◆ **QUOTED PASSAGE**
>>>

But the 49 former senior military leaders contend that the system remains unproven. They also said it is more likely that terrorists would smuggle weapons of mass destruction into the United States than a country would launch a missile at the United States, risking a devastating retaliatory strike.
"As you have said, Mr. President, our highest priority is to prevent terrorists from acquiring and employing weapons of mass destruction," wrote the former officers, including retired Admiral William J. Crowe, former chairman of the Joint Chiefs of Staff, and retired General Joseph P. Hoar, former chief of the US Central Command.
The retired officers added that "the militarily responsible course of action" is to use the funding for the missile shield "to secure the multitude of facilities containing nuclear weapons and materials and to protect our ports and borders against terrorists who may attempt to smuggle weapons of mass destruction into the United States."
The General Accounting Office, the investigative arm of Congress, recently concluded that only two of the antimissile system's 10 key technologies have been fully tested. Meanwhile, to make the September deadline, the Pentagon has waived some operational testing requirements. The military's top weapons tester stated earlier this month that such testing is not planned "for the foreseeable future."
The letter calls on the president to "postpone operational deployment of the expensive and untested" system.
"Clarke OKs Release of His Testimony, Documents" -- Reuters article at washingtonpost.com, 3/28/04:
Former U.S. counterterrorism chief Richard Clarke Sunday called on the White House to make public his own testimony to Congress as well as other statements, e-mails and documents about how the Bush administration handled the threat of terror.
Clarke, center of a firestorm over the level of engagement of President Bush in the issue before the Sept. 11, 2001, attacks, was responding to Republican allegations that his earlier testimony to Congress contradicted statements he made last week that criticized Bush.

<<<

◆ **DATASET RECORDS**
>>>

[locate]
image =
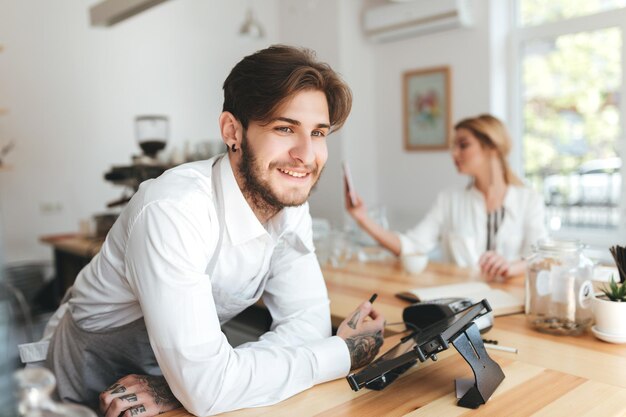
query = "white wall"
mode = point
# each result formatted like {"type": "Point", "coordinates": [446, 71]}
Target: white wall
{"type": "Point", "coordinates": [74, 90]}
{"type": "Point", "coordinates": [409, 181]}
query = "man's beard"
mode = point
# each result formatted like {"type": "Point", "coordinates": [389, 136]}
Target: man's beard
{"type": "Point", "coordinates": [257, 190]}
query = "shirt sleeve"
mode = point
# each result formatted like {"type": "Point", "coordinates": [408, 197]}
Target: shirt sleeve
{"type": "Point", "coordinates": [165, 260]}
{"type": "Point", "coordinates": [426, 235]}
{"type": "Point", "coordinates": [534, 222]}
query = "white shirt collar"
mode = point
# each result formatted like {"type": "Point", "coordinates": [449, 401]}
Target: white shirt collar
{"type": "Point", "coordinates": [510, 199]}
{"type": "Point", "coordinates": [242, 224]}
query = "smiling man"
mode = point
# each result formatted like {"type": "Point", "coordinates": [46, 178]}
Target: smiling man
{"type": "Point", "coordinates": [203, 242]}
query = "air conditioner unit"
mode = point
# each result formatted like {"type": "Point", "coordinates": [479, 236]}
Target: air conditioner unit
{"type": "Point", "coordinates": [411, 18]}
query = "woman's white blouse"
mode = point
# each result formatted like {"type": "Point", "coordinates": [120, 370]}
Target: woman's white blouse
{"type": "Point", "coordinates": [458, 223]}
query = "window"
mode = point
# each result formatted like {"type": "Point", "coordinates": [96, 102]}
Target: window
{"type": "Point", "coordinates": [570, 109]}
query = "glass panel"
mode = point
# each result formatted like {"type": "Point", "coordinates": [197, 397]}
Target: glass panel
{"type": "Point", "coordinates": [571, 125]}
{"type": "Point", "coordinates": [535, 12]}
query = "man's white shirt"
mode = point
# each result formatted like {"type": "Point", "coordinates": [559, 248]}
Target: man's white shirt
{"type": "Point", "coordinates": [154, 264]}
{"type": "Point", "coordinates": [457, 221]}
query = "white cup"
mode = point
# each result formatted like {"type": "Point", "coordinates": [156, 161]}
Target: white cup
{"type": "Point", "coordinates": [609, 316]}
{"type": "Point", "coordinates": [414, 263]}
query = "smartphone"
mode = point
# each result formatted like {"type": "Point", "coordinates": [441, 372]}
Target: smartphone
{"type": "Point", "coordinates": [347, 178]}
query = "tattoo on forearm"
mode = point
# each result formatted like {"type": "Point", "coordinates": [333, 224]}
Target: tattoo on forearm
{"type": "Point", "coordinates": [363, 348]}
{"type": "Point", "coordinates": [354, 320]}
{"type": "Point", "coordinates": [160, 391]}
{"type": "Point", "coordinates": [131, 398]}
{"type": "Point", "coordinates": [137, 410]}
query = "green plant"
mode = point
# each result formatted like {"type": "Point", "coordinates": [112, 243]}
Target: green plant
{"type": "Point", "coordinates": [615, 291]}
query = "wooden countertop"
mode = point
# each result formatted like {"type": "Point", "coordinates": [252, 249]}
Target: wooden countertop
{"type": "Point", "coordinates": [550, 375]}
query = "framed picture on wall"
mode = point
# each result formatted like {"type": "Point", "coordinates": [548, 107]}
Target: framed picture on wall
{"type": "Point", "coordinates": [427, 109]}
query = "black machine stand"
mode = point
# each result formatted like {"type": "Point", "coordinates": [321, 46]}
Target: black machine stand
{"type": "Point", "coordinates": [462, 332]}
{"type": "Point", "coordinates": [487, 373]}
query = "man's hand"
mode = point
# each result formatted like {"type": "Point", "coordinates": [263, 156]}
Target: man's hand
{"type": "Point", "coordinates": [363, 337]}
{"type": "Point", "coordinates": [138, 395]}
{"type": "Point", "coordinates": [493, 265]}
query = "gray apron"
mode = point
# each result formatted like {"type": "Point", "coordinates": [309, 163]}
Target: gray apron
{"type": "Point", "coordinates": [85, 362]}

<<<

◆ **COMPLETE THE FOLLOWING**
(1) How would this sentence from the news excerpt read in Spanish: "The letter calls on the president to "postpone operational deployment of the expensive and untested" system."
(2) Which lines of the listing contain the string "plant"? Pull out each of them, treating uppercase and lowercase as different.
The news excerpt and the listing have nothing to do with each other.

◆ **ANSWERS GIVEN**
(1) La carta insta al presidente a "posponer el despliegue operativo del costoso y no probado" sistema.

(2)
query = "green plant"
Target: green plant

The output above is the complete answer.